* _Document excerpt_
-- Opening Marker --

Wednesday, May 25, 2011

Joplin

I was born Baxter Springs, Kansas.  My family moved frequently when I was a child, but at the age of twelve, I returned to Baxter Springs with my mother.  It was there I spent my teenage years, and there I developed friendships that would last a lifetime. 

Baxter Springs sits in the southeast corner of the state right at that little intersection of lines on the map where Kansas meets Missouri and Oklahoma.  When I was eighteen, I moved away from my parents and went to the closest “city” which was Joplin, Missouri.  Joplin had been my “stomping ground” for most of my teenage years, so it was pretty easy to make it my home.  I met my first husband in Joplin, went to Nursing school, went to college, bought my first (and second) house there and had both of my sons at the hospital.  I lived in Joplin until I was thirty and thought at the time I would be there forever.  But as we all know, things don’t always happen as planned.

-- Closing Marker --

* _Data records_
-- Opening Marker --

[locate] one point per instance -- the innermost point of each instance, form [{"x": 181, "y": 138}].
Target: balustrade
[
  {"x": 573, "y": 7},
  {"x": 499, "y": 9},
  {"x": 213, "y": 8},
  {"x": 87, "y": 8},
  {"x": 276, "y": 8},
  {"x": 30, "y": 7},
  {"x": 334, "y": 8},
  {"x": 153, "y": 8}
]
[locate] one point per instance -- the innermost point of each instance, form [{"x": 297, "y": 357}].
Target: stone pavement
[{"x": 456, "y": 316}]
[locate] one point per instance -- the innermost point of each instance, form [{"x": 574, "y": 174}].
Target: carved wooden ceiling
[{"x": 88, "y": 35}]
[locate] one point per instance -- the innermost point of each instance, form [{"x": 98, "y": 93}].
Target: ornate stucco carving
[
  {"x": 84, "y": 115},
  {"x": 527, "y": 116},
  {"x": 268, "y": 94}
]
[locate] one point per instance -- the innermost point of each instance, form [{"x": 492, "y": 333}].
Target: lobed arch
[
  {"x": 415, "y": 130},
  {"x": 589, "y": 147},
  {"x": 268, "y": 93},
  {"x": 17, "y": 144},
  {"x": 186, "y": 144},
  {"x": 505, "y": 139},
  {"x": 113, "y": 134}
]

-- Closing Marker --
-- Opening Marker --

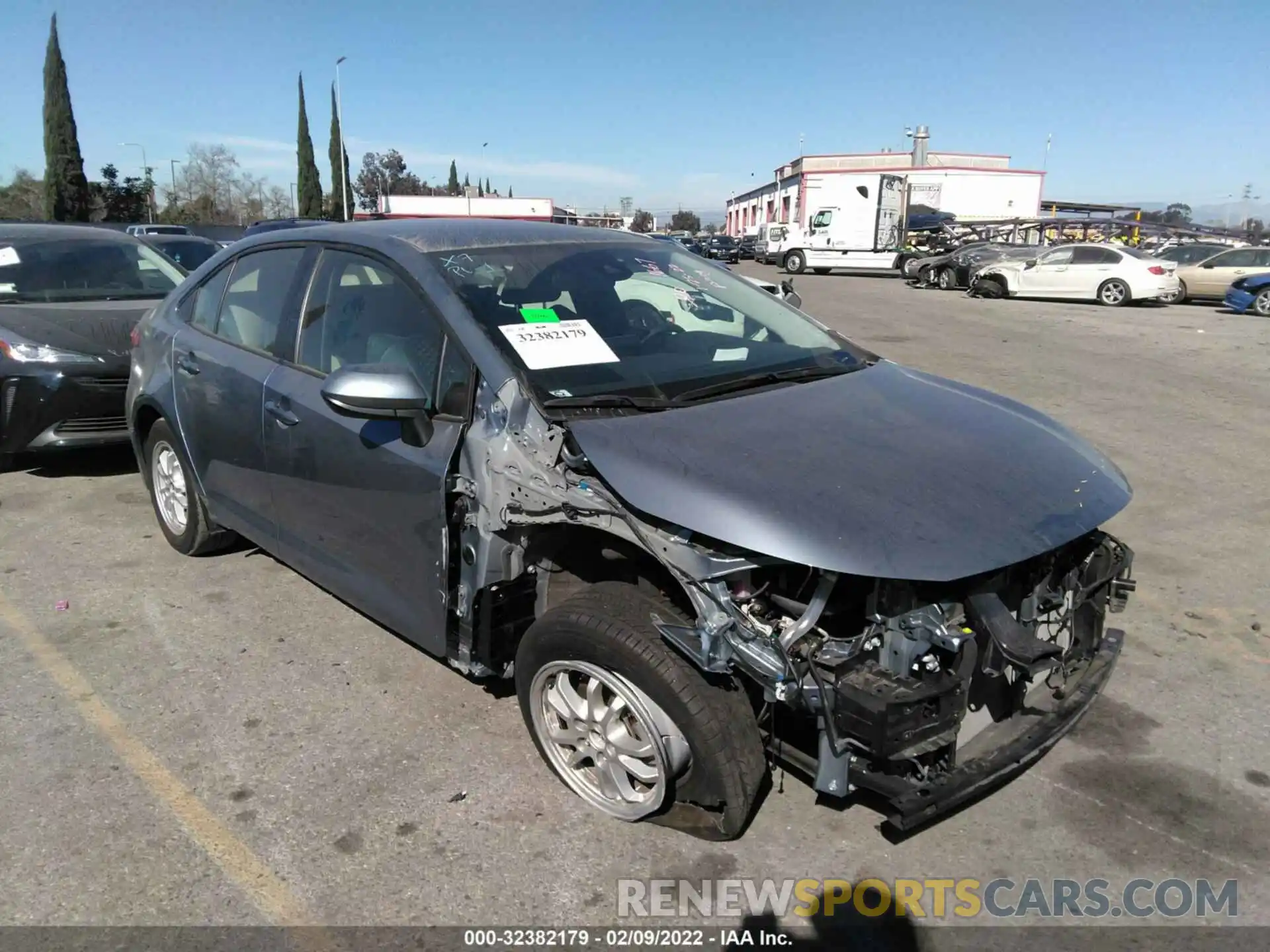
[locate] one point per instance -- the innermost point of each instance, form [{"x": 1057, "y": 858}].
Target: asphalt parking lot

-- Closing Marker --

* _Your instructions_
Reproduce the Joplin piece word for word from "I was born Baxter" to "last a lifetime.". The listing is separate material and has no connection to the Joplin piece.

* _Solution_
I was born Baxter Springs, Kansas.  My family moved frequently when I was a child, but at the age of twelve, I returned to Baxter Springs with my mother.  It was there I spent my teenage years, and there I developed friendships that would last a lifetime.